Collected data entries
Content starts

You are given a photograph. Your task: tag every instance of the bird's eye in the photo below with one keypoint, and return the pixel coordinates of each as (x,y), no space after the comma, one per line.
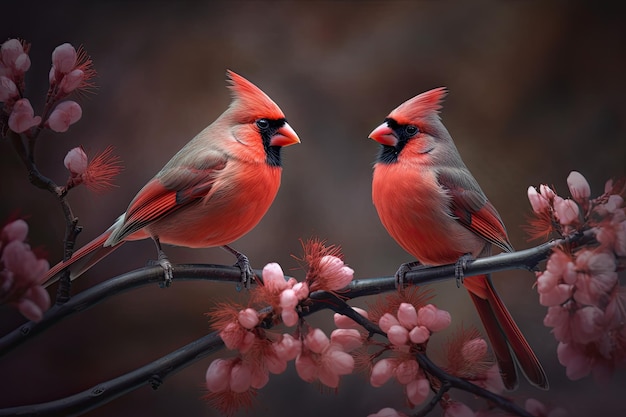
(263,123)
(411,130)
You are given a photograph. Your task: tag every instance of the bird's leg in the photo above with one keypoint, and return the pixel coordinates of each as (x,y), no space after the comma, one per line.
(164,263)
(247,274)
(460,267)
(401,272)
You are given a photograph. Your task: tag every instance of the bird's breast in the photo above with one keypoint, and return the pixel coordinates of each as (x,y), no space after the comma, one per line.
(414,209)
(238,200)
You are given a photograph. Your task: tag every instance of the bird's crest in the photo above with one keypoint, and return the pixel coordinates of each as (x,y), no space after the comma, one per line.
(420,107)
(250,101)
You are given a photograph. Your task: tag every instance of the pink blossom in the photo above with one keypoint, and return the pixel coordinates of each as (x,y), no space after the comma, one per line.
(537,201)
(14,61)
(288,347)
(320,359)
(274,278)
(71,81)
(419,334)
(23,116)
(76,161)
(407,315)
(382,371)
(417,391)
(8,89)
(547,192)
(386,321)
(218,375)
(64,58)
(65,114)
(336,274)
(406,371)
(347,339)
(20,272)
(578,188)
(249,318)
(433,318)
(398,335)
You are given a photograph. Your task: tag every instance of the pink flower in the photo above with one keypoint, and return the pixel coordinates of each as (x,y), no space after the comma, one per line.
(417,390)
(566,210)
(8,89)
(347,339)
(323,360)
(23,116)
(14,61)
(249,318)
(537,201)
(433,318)
(579,188)
(337,275)
(382,371)
(97,174)
(76,161)
(20,272)
(64,58)
(65,114)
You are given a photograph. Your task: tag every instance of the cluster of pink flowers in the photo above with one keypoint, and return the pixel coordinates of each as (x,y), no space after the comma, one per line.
(408,327)
(458,409)
(20,272)
(232,382)
(580,286)
(71,71)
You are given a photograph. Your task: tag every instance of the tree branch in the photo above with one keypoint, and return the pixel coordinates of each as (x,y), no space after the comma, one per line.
(155,372)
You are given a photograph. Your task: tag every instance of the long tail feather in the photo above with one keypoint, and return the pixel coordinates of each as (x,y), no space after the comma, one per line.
(504,335)
(528,361)
(83,259)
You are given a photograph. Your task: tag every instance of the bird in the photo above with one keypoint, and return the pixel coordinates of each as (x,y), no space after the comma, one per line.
(433,207)
(211,192)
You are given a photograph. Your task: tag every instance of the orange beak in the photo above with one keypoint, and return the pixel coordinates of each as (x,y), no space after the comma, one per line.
(384,135)
(285,136)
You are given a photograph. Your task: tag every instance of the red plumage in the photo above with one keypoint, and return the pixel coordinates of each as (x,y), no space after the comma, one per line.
(433,207)
(213,191)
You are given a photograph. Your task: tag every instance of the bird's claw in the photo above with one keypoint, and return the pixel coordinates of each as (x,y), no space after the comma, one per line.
(401,272)
(460,267)
(168,269)
(247,274)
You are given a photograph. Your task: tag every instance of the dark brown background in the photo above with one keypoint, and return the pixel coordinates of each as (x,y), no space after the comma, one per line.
(536,90)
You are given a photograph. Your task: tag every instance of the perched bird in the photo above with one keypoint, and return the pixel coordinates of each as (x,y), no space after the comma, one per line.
(212,192)
(430,203)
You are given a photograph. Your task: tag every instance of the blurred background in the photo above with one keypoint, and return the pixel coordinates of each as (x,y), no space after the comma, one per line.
(536,89)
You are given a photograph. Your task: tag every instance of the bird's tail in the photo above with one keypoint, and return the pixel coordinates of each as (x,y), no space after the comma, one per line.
(504,335)
(83,259)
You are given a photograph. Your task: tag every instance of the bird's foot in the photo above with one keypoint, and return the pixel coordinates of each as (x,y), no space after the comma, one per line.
(401,272)
(168,269)
(460,267)
(247,274)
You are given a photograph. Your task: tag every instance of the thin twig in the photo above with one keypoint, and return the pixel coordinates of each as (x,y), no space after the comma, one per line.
(155,372)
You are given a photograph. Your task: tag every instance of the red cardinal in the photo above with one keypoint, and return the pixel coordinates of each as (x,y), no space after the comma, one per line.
(433,207)
(212,192)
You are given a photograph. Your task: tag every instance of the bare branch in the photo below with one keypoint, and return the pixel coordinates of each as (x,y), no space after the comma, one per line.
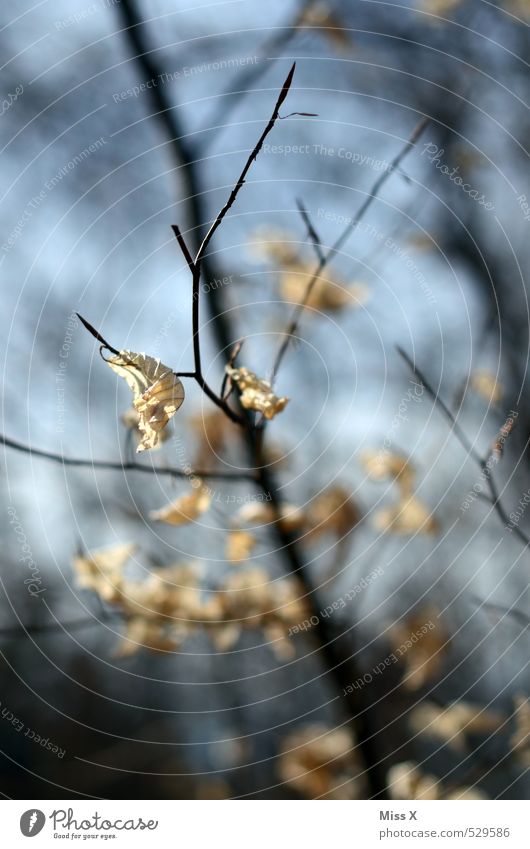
(183,246)
(240,182)
(97,335)
(485,464)
(337,245)
(228,99)
(122,467)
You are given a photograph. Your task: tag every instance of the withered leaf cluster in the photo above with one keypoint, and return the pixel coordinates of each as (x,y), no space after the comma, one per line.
(328,293)
(319,762)
(157,393)
(255,393)
(406,781)
(169,605)
(409,515)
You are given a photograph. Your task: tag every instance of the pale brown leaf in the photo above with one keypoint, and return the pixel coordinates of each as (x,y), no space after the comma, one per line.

Content ends

#### [WHAT THE EXERCISE ASKS]
For this exercise, transcribe the entries verbatim and skip all pictures.

#### [WRITTEN SOLUTION]
You are given a photograph. Your task: tag every instance of the bird's eye in the photo below with one keypoint, and return the pixel coordinates of each as (x,y), no space after the comma, one per line.
(263,123)
(411,130)
You are given a photograph. Your task: tag every instance of the bird's leg in the photo above with one keypoint, and return the pixel coordinates of each as (x,y), no space after the comma, one per line.
(164,263)
(247,274)
(460,267)
(401,272)
You are given a photograph. Your task: tag every instance of the bird's breast in the photo above with one keypoint, and return the pixel coordinates of each as (x,y), no space after the comma, one per line.
(414,209)
(238,200)
You are given a photograph. Your task: tag every instance of the bird's crest in the photo above with one keypoint, and return the pixel coordinates of each as (x,y), no space after the comma, one per line.
(420,107)
(250,101)
You are given a photograph. Your task: tag every instance of the pink blossom in the photo above with one keypoint, and return the pixel coordinates of each as (x,y), no space after the comma, one per line.
(537,201)
(14,61)
(288,347)
(320,359)
(274,278)
(71,81)
(419,334)
(23,116)
(76,161)
(407,315)
(382,371)
(417,391)
(8,89)
(547,192)
(386,321)
(218,375)
(64,58)
(65,114)
(336,274)
(406,371)
(347,339)
(20,272)
(578,188)
(249,318)
(433,318)
(398,335)
You are given a photograph. Your task: tag every instance of the pink flower in the photo above with one keypoint, and return the pixel coordinates of each as (x,y), no space after the comma, one per line.
(417,390)
(566,210)
(8,89)
(347,339)
(323,360)
(23,116)
(14,61)
(249,318)
(537,201)
(433,318)
(579,188)
(337,275)
(382,371)
(97,174)
(76,161)
(20,272)
(64,58)
(65,114)
You are given a photograph. Your task: tag every instance of the cluster of pink flowers in the photo above with one keypoint, and return the pixel coordinates of each as (x,y), no space after the comma, one per line.
(408,327)
(458,409)
(20,272)
(232,382)
(580,286)
(71,71)
You are given a photograph. Your task: tag every instance of the tree branch in the photo above with one keypoint, and return the pixel coordinates of each as (x,y), no space after the comma, one per line.
(155,372)
You are given a photograph. Your task: tag every instance of the long tail feather in the photo above with one keypoint, and return the pixel coordinates of each as (x,y), no space after the comma, one per line.
(504,335)
(528,361)
(83,259)
You are given a photograph. Your task: tag every instance of the bird in the photo above with one keypoint, and return the pixel coordinates of each as (x,y), no space after the comma, one per line.
(433,207)
(211,192)
You are given a photograph. Your task: tag every instance of the orange beak in the photo above with one keypoint, and return the pixel coordinates of each as (x,y), no space after the comma, one per line.
(384,135)
(285,136)
You are given a photograph. Your task: tag every instance of the red plumage in the photo above with one keypoint, and return the pixel coordinates of each as (x,y), no space after the comma, one per line.
(433,207)
(213,191)
You are given a photograph. Your task: tag every instance of the bird's claw in the photo above with one keypoint, and return the pixel coordinates of each as (x,y), no space after the comma, one per line.
(401,272)
(460,267)
(168,269)
(247,274)
You are given a photograph. Your task: tag every instance of the dark brown background in the photo above with one keypoint, and return the pixel coordinates of each as (x,y), no space after the comma, one per line.
(536,90)
You are given a photograph. Your task: tag every instance of the perched bird in the photo above with one keypoint, and return the pixel coordinates of each as (x,y), no space after the comma, one per line.
(212,192)
(430,203)
You are given a photograph. Your task: tag every instance of the blurred background in the photo above with one keypoint, and return the pixel coordinates of each as (x,y), no space after the comma, one per line.
(536,89)
You are given a photograph. Your task: tag every instance of the bird's tail in the photo above with one keypoint, and return the pixel coordinates of each as (x,y), no space after the comma, one per line.
(504,335)
(83,259)
You are given a photograph. Your task: tag every instance of the bird's foot in the photo above with one keypoint, and return the pixel coordinates of each as (x,y), no space after the comma, one per line.
(401,272)
(168,269)
(460,267)
(247,274)
You are given a photograph. Your task: tag every instance of the thin twig in the photo above with one keypoint, and return the pixel coordinates of each as (x,y), no space after the comma, one per line.
(155,372)
You are given a photograph. Your task: tag every instance of the red cardinal in the photo above with one keypoint, and return the pixel coordinates of each as (x,y), no space after the comma, one per line.
(433,207)
(212,192)
You are given a photograph. Your task: tag every instance of the bare branch in the photo below with one keypoint, and return the pixel coordinates of each as (x,y), no space after the comma, one per line.
(183,246)
(240,182)
(97,335)
(485,464)
(337,245)
(228,99)
(122,467)
You are given a photograph. Your task: tag every instance of the withered leaf cluster in the photo above with one keypoint, and return the pixel coordinates of each as (x,y), no space after the comma, one per line.
(328,293)
(319,762)
(157,393)
(255,393)
(406,781)
(169,605)
(409,515)
You are given a photograph. Your task: tag every instance of the pale brown leaf in the photo above with one keypoint, and return the pixel coordinates of each as (x,y), no space after the comma, one per line.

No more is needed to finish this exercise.